- _THE TASK_
Reproduce the following lines verbatim, preserving every character, indent, and line break.

========

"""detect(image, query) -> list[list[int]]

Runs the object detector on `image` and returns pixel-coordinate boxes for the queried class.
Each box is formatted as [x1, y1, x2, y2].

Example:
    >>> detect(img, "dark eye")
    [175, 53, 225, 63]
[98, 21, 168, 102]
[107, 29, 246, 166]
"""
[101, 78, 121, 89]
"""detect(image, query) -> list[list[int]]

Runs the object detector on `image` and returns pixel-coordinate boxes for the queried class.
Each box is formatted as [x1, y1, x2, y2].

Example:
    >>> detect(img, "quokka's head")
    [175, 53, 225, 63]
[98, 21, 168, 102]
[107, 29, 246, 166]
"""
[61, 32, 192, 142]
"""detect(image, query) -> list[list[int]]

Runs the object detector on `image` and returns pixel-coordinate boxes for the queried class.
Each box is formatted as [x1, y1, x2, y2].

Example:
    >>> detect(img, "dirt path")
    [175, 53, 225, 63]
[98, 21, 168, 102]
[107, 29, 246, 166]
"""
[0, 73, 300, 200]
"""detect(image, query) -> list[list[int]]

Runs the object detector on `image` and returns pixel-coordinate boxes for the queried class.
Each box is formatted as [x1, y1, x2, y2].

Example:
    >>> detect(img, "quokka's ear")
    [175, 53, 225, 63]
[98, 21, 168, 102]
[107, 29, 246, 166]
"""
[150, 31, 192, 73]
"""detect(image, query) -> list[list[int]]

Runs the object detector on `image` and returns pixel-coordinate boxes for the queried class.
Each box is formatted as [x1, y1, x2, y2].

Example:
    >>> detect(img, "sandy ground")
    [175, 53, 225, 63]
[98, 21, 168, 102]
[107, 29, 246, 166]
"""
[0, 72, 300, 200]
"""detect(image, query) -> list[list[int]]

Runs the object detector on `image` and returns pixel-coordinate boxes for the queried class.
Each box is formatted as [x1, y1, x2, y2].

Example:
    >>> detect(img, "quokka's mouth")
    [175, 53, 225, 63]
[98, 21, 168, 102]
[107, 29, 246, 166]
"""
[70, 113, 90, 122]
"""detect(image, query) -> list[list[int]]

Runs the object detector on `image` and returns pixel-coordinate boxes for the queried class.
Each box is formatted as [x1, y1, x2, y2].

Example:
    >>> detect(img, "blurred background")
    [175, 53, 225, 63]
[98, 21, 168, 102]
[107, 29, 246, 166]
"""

========

- _THE REPLY_
"""detect(image, query) -> list[list[int]]

Runs the object detector on `image` and returns pixel-coordinate boxes for the queried class.
Each box is formatted as [x1, y1, x2, y2].

Example:
    >>> detect(img, "dark eye")
    [175, 53, 225, 63]
[98, 21, 168, 102]
[107, 29, 246, 166]
"""
[101, 78, 121, 89]
"""detect(image, query) -> list[list[int]]

Runs the object detector on `image` and returns pixel-coordinate boxes for the queried class.
Each box is formatted as [x1, y1, x2, y2].

Example:
    >>> detect(img, "quokka's head")
    [175, 53, 225, 63]
[98, 21, 168, 102]
[107, 29, 246, 166]
"""
[61, 32, 192, 142]
"""detect(image, query) -> list[list[int]]

Runs the object detector on `image` and returns pixel-coordinate boxes for the queried class.
Each box is formatted as [x1, y1, x2, y2].

Example:
    >>> detect(img, "dirt path")
    [175, 53, 225, 63]
[98, 21, 168, 102]
[107, 29, 246, 166]
"""
[0, 73, 300, 200]
"""detect(image, query) -> list[list[int]]

Runs the object detector on `image` and returns pixel-coordinate boxes for the queried class.
Each box is formatted as [x1, y1, x2, y2].

Example:
    >>> detect(img, "quokka's ear")
    [175, 53, 225, 63]
[98, 21, 168, 102]
[107, 29, 246, 166]
"""
[150, 31, 192, 73]
"""detect(image, query) -> list[list[int]]

Runs the object detector on `image` and returns pixel-coordinate boxes for the queried class.
Each box is formatted as [x1, y1, x2, y2].

Example:
    >>> detect(img, "sandy ground")
    [175, 53, 225, 63]
[98, 21, 168, 102]
[107, 29, 246, 166]
"""
[0, 72, 300, 200]
"""detect(image, query) -> list[list[int]]

Runs the object detector on `image` and returns pixel-coordinate boxes for the queried class.
Each box is formatted as [x1, y1, x2, y2].

Example:
    >>> detect(img, "quokka's mouth")
    [175, 53, 225, 63]
[98, 21, 168, 102]
[107, 29, 246, 166]
"""
[70, 113, 90, 122]
"""detect(image, query) -> list[list[int]]

Runs the object detector on `image` and returns pixel-coordinate boxes for the queried class.
Each box is formatted as [x1, y1, x2, y2].

Example:
    >>> detect(img, "blurred background")
    [175, 53, 225, 63]
[98, 21, 168, 102]
[107, 29, 246, 166]
"""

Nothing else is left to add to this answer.